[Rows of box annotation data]
· · · · · · ·

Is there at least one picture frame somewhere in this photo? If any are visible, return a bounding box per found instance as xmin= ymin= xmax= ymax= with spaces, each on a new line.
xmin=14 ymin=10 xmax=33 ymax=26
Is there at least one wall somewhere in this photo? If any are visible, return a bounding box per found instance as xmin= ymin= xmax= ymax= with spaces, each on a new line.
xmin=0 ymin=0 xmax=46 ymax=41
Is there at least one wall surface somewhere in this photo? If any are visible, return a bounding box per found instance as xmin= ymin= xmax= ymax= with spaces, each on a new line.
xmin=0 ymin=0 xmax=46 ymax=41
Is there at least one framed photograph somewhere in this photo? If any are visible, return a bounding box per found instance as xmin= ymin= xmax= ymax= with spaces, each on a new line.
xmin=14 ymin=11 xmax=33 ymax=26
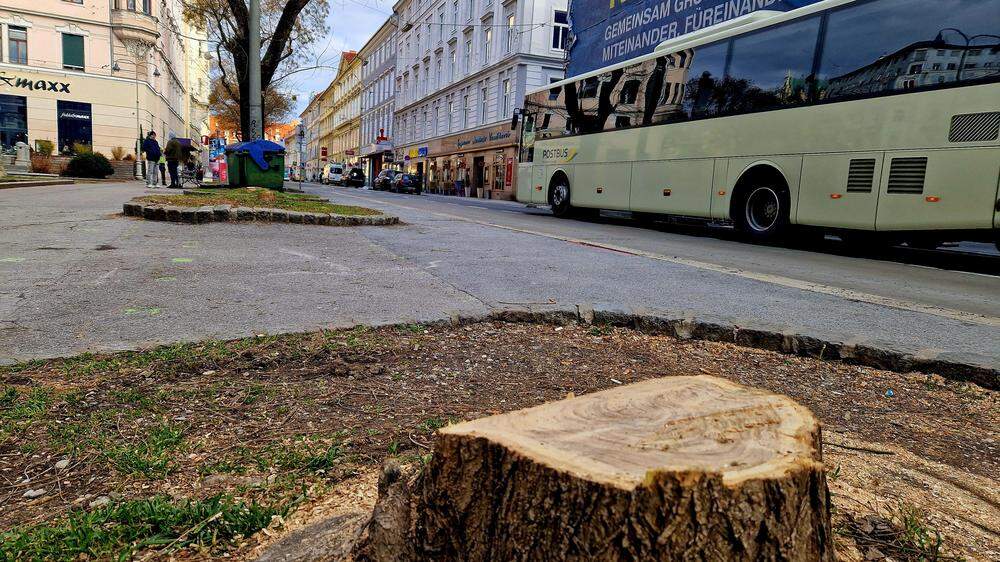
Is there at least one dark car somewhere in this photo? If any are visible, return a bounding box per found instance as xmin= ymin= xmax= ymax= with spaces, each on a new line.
xmin=372 ymin=169 xmax=396 ymax=191
xmin=392 ymin=174 xmax=420 ymax=195
xmin=344 ymin=168 xmax=365 ymax=187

· · · · · · ·

- **Exercise**
Pull out every line of the records above that contains the string "visible", copying each such line in full.

- **Answer below**
Is there at least one picture frame somewhere in this photo? If any are visible, return a bounding box per found instance as xmin= ymin= xmax= ymax= with spaces, each on a new line.
Is there at least one wall somewhere in this photo? If any are visible, return a bounding box per found instance as xmin= ymin= xmax= ymax= with spaces, each on a new line.
Is there at least one wall surface somewhere in this photo? If any are visible, return a bounding box per found instance as xmin= ymin= xmax= ymax= with spaces, each on a new line.
Is there at least one framed photograph somewhere in this photo? If any are visible, return a bounding box per found instance as xmin= ymin= xmax= ymax= with spaces, each on a new line.
Is there at least one dark car somewhere in this photo? If any are visible, return a bounding box per found instance as xmin= ymin= xmax= ymax= with spaces, each on a new line.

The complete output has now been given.